- [WHAT TO PRODUCE]
Return the items below word for word, starting at the line that contains "put a marker on the ceiling light" and ending at the final line of the items. Leave the pictures out.

- [DATASET RECORDS]
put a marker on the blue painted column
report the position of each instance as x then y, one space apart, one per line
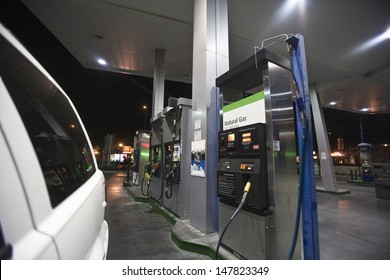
311 248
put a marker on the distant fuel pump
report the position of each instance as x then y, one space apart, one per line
177 156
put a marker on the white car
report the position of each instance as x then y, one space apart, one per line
52 194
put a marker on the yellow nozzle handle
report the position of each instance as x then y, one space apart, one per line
247 187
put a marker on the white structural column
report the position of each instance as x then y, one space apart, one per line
158 82
327 169
210 60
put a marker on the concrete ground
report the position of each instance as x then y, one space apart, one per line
354 226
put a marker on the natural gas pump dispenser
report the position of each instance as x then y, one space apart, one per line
257 167
177 156
156 155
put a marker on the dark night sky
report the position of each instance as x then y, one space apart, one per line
112 103
107 102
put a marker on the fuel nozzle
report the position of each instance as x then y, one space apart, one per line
247 187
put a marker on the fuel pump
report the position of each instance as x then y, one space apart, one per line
257 144
157 157
172 152
365 156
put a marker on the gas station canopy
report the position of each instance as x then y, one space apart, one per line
347 47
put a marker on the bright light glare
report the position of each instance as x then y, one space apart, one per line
102 61
372 42
387 33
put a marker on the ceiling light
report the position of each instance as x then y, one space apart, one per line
102 61
387 33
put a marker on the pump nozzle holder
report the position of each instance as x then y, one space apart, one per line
247 187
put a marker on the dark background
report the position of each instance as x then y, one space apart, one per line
112 103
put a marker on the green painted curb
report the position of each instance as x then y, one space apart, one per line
196 247
182 244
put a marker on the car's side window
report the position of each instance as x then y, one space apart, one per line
55 132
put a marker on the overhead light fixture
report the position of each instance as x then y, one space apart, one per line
387 33
372 42
101 61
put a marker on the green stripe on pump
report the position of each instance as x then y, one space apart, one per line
248 100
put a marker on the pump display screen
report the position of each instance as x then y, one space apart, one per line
176 153
231 140
246 138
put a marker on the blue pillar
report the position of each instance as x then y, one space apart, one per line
311 248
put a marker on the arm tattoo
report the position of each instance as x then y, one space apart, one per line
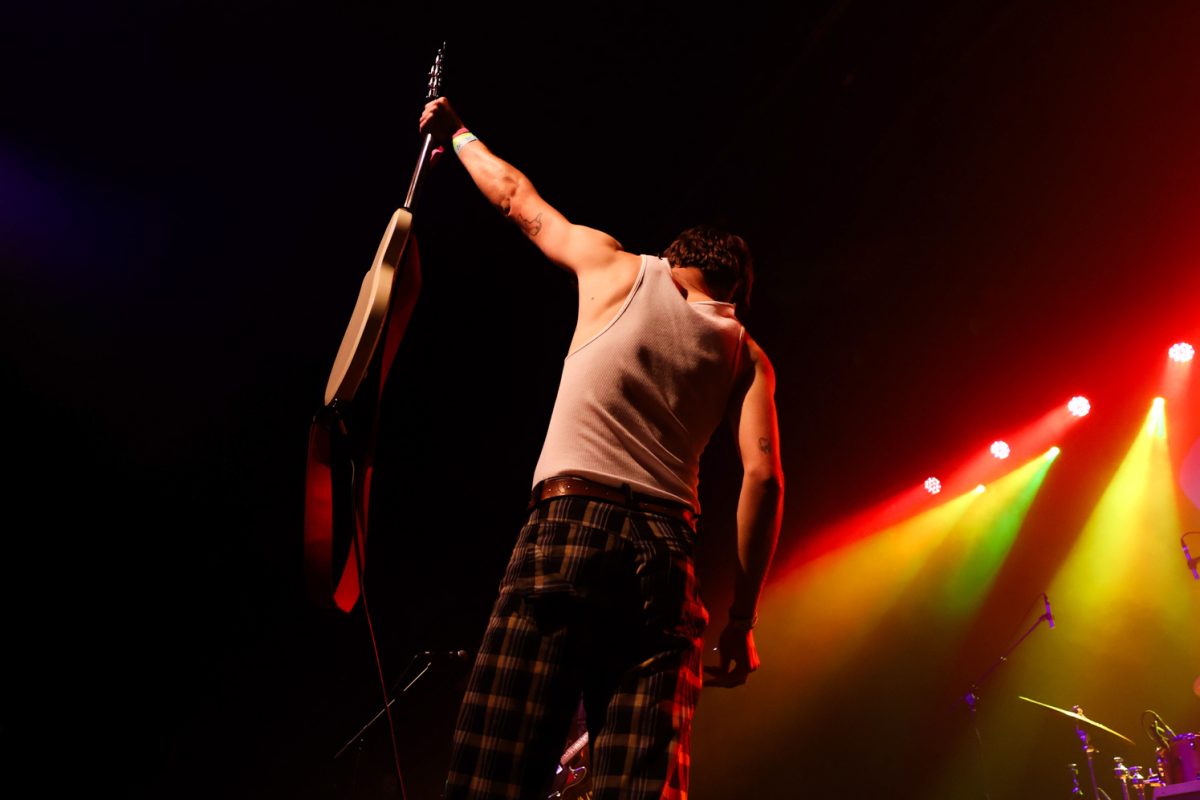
532 227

- [OUTPUT OF THE TASK]
put a marker on the ceiling light
report the position of each instance as x then y, one space apart, one per line
102 61
387 33
put a marker on the pump nozzle holder
report the position of each instance as x then y, one space apart, one per line
247 187
put a marker on the dark background
report the position of each instance as x then y, one space apart, one per line
112 103
put a marker on the green painted curb
report the position of each instance as x then y, one space apart, one per line
196 247
182 244
put a marker on the car's side window
report the position of each instance as x then y, one space apart, one per line
55 132
put a marker on the overhead light fixture
report the position of each instance as x then y, one space apart, one per line
387 33
372 42
101 61
put a marker on the green stripe on pump
report the position of each instance as x then y, one space apart, one per line
248 100
put a marker on the pump display screen
report the position of each instance as x then y, one space apart, one per line
176 153
231 140
246 138
put a marker on the blue pillar
report the position of each instance as x then y, one space apart, one per line
311 248
put a marker on the arm tattoo
report the position of each instance as x then y, one space apart, one per line
532 227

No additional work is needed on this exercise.